-- DIRECTIONS FOR THIS TASK --
Copy every line of the listing below word for word, but leave out the pictures.

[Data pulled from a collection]

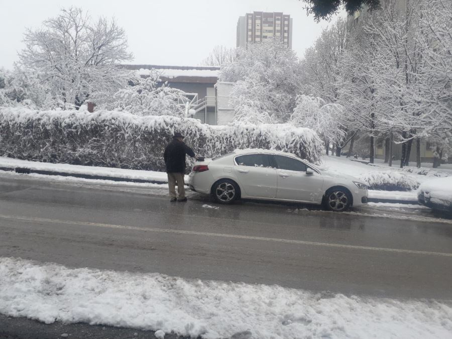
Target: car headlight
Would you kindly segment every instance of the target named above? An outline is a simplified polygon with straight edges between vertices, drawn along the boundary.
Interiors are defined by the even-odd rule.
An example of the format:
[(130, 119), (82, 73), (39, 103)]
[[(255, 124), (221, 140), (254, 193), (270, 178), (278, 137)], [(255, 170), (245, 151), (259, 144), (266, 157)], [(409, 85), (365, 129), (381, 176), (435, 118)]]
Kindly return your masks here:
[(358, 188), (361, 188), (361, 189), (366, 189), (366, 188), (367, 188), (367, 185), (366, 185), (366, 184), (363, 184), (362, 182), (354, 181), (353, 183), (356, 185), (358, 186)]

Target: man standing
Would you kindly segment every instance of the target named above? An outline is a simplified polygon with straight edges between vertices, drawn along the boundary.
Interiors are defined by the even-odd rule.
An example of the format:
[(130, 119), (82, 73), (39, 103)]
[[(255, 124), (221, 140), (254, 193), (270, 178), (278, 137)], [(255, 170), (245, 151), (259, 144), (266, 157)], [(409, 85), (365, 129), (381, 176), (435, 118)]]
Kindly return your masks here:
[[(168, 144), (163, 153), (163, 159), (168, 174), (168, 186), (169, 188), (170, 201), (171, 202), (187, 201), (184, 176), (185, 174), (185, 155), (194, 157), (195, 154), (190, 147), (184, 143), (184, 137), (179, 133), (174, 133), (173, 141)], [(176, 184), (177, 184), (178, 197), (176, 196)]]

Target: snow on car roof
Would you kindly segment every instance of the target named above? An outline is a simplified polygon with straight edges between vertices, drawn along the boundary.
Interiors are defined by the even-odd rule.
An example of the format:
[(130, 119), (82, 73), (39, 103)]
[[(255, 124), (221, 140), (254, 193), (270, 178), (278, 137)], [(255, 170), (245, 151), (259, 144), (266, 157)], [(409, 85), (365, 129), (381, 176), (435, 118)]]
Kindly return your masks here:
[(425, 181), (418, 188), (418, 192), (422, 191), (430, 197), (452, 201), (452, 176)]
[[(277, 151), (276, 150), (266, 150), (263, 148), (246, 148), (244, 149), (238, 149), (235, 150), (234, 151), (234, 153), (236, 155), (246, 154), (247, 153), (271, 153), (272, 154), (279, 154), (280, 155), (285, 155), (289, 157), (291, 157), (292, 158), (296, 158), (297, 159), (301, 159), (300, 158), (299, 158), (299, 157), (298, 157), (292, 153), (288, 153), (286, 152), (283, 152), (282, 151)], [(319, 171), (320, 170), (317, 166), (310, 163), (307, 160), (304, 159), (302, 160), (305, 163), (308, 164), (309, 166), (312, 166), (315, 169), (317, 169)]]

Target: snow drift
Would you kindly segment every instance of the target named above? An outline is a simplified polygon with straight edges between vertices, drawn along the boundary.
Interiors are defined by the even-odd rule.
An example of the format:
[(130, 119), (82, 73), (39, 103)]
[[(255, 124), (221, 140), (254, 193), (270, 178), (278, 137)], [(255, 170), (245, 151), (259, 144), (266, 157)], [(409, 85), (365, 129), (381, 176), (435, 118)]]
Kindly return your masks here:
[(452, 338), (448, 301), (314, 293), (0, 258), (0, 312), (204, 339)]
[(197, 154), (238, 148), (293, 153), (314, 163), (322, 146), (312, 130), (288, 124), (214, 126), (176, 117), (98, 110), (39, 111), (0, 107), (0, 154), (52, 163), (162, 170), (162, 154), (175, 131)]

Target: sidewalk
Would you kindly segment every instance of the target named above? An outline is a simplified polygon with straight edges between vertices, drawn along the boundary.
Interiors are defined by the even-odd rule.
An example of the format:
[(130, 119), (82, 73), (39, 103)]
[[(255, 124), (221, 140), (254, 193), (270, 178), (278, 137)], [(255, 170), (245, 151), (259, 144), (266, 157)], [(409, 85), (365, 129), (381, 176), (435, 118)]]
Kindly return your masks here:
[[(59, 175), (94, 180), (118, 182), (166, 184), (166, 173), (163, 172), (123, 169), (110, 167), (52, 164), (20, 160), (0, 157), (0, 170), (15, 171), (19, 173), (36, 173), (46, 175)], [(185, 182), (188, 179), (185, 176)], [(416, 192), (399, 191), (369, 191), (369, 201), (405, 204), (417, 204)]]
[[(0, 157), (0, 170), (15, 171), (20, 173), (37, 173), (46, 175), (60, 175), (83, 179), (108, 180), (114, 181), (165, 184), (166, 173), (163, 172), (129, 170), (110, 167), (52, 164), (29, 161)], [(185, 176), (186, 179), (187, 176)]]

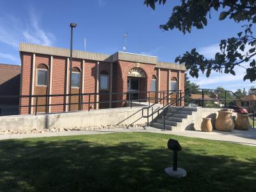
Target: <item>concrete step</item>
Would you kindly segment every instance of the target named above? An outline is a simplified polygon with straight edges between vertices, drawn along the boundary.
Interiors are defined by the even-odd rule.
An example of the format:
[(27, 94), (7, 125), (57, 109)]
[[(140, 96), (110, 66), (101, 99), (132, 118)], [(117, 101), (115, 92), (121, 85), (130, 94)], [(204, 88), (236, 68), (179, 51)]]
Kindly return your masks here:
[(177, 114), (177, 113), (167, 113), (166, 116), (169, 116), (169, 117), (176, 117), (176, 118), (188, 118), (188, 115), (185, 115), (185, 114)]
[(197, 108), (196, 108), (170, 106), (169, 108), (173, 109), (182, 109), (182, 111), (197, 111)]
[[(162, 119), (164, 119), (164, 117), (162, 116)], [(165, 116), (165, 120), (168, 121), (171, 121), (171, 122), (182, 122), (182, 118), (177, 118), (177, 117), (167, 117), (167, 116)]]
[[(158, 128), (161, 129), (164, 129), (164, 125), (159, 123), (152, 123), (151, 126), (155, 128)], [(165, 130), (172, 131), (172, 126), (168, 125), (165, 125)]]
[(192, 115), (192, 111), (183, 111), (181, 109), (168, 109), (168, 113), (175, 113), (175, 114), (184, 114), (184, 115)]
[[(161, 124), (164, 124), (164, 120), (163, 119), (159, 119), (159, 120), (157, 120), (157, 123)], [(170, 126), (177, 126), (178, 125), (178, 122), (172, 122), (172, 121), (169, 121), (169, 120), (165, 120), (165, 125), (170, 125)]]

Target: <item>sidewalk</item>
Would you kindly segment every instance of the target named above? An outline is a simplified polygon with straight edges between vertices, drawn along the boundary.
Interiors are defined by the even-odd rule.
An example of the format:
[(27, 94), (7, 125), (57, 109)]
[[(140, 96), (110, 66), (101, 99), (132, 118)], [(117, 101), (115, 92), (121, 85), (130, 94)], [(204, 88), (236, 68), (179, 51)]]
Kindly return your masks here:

-- PROBLEM SOLUTION --
Target: car headlight
Would you kindly segment every instance of the target named above? An outline is a simplified polygon with straight edges between vertices, drawn along the boundary.
Interiors are defined by the even-odd rule.
An example of the format:
[(130, 119), (82, 73), (39, 103)]
[[(255, 124), (221, 140), (254, 193), (270, 178), (278, 137)], [(255, 170), (245, 151), (259, 144), (266, 157)], [(409, 85), (365, 129), (381, 176), (435, 118)]]
Kindly return your masks here:
[(358, 188), (361, 188), (361, 189), (366, 189), (366, 188), (367, 188), (367, 185), (366, 185), (366, 184), (363, 184), (362, 182), (354, 181), (353, 183), (356, 185), (358, 186)]

Target: man standing
Would you kindly segment every instance of the target named above? An outline is a simplified polygon with straight edges between vertices, drawn along the boundary.
Interiors are defined by the even-odd rule.
An example of the format:
[(130, 119), (82, 73), (39, 103)]
[[(255, 124), (221, 140), (254, 193), (270, 178), (278, 137)], [(255, 170), (245, 151), (259, 144), (266, 157)], [(409, 85), (365, 129), (381, 176), (435, 118)]]
Kindly return your masks here:
[[(168, 144), (163, 153), (163, 159), (168, 174), (168, 186), (169, 188), (170, 201), (171, 202), (187, 201), (184, 176), (185, 174), (185, 155), (194, 157), (195, 154), (190, 147), (184, 143), (184, 137), (179, 133), (174, 133), (173, 141)], [(176, 184), (177, 184), (178, 197), (176, 196)]]

Target: snow on car roof
Would you kindly segment every instance of the target named above? An outline is a simplified polygon with straight edges between vertices, drawn along the boundary.
Interiors are defined by the even-odd rule.
An example of the format:
[(130, 119), (82, 73), (39, 103)]
[[(255, 124), (221, 140), (254, 193), (270, 178), (278, 137)], [(255, 170), (245, 151), (259, 144), (266, 157)], [(409, 85), (365, 129), (381, 176), (435, 118)]]
Kindly return your masks here:
[(425, 181), (418, 188), (418, 192), (422, 191), (430, 197), (452, 201), (452, 176)]
[[(277, 151), (276, 150), (266, 150), (263, 148), (246, 148), (244, 149), (238, 149), (235, 150), (234, 151), (234, 153), (236, 155), (246, 154), (247, 153), (271, 153), (272, 154), (279, 154), (280, 155), (285, 155), (289, 157), (291, 157), (292, 158), (296, 158), (297, 159), (301, 159), (300, 158), (299, 158), (299, 157), (298, 157), (292, 153), (288, 153), (286, 152), (283, 152), (282, 151)], [(319, 171), (320, 170), (317, 166), (310, 163), (307, 160), (304, 159), (302, 160), (305, 163), (308, 164), (309, 166), (312, 166), (315, 169), (317, 169)]]

Target: snow drift
Would you kindly segment every instance of the target named above? An outline is a simplified polygon with straight edges between vertices, drawn along the boundary.
Interiors are defined by the even-odd rule.
An example of the format:
[(130, 119), (82, 73), (39, 103)]
[[(255, 124), (221, 140), (254, 193), (270, 178), (278, 137)], [(255, 170), (245, 151), (259, 144), (266, 157)], [(409, 85), (365, 129), (381, 176), (435, 118)]]
Kindly return your masks here:
[(452, 338), (448, 301), (314, 293), (0, 258), (0, 312), (204, 339)]
[(197, 154), (238, 148), (293, 153), (314, 163), (322, 146), (312, 130), (288, 124), (214, 126), (176, 117), (98, 110), (39, 111), (0, 107), (0, 154), (52, 163), (162, 170), (162, 154), (175, 131)]

Target: sidewalk
Would you kindly segment every instance of the target named above? An outline is a simplified polygon with straight edges between vertices, drawn along the boundary.
Interiors are defined by the even-odd rule.
An example of the format:
[(130, 119), (82, 73), (39, 103)]
[[(255, 124), (221, 140), (254, 193), (270, 178), (278, 137)], [(255, 170), (245, 151), (259, 144), (266, 157)], [(409, 85), (365, 129), (381, 176), (435, 118)]]
Kindly return your masks here:
[[(59, 175), (94, 180), (118, 182), (166, 184), (166, 173), (163, 172), (123, 169), (110, 167), (52, 164), (20, 160), (0, 157), (0, 170), (15, 171), (19, 173), (36, 173), (46, 175)], [(185, 182), (188, 179), (185, 176)], [(416, 192), (399, 191), (369, 191), (369, 201), (405, 204), (417, 204)]]
[[(0, 157), (0, 170), (15, 171), (20, 173), (37, 173), (46, 175), (60, 175), (83, 179), (108, 180), (114, 181), (165, 184), (166, 173), (163, 172), (129, 170), (110, 167), (52, 164), (29, 161)], [(185, 176), (186, 179), (187, 176)]]

Target: <item>concrete step</item>
Would you kindly segment every instance of the target named above? An outline is a simplified polygon with straight edges between vertices, drawn along the boundary.
Interiors are defined by the even-odd rule.
An example of the format:
[(27, 94), (7, 125), (57, 109)]
[[(140, 96), (110, 66), (101, 99), (132, 118)], [(117, 101), (115, 92), (121, 85), (130, 94)], [(204, 88), (236, 68), (179, 51)]]
Kindly return your masks here:
[(177, 114), (177, 113), (167, 113), (166, 116), (169, 116), (169, 117), (176, 117), (176, 118), (188, 118), (188, 115), (185, 115), (185, 114)]
[(197, 108), (196, 108), (170, 106), (169, 108), (173, 109), (182, 109), (182, 111), (197, 111)]
[[(162, 119), (164, 119), (164, 117), (162, 116)], [(165, 116), (165, 120), (168, 121), (171, 121), (171, 122), (182, 122), (182, 118), (177, 118), (177, 117), (167, 117), (167, 116)]]
[[(158, 128), (161, 129), (164, 129), (164, 125), (159, 123), (152, 123), (151, 126), (155, 128)], [(165, 130), (172, 131), (172, 126), (168, 125), (165, 125)]]
[(192, 115), (192, 111), (183, 111), (181, 109), (168, 109), (168, 113), (175, 113), (175, 114), (184, 114), (184, 115)]
[[(161, 124), (164, 124), (164, 120), (163, 119), (159, 119), (159, 120), (157, 120), (157, 123)], [(170, 126), (177, 126), (178, 125), (178, 122), (172, 122), (172, 121), (169, 121), (169, 120), (165, 120), (165, 125), (170, 125)]]

Target: <item>sidewalk</item>
Would you kindly segment every instance of the target named above? An outline is a simplified polygon with straight edges between vertices, drawn along the boundary.
Interiors are defined by the even-odd rule.
An example of the format:
[(27, 94), (7, 125), (57, 109)]
[[(140, 96), (110, 66), (101, 99), (132, 118)], [(117, 101), (115, 92), (121, 85), (130, 94)], [(204, 88), (236, 68), (179, 51)]]
Kindly return your masks here:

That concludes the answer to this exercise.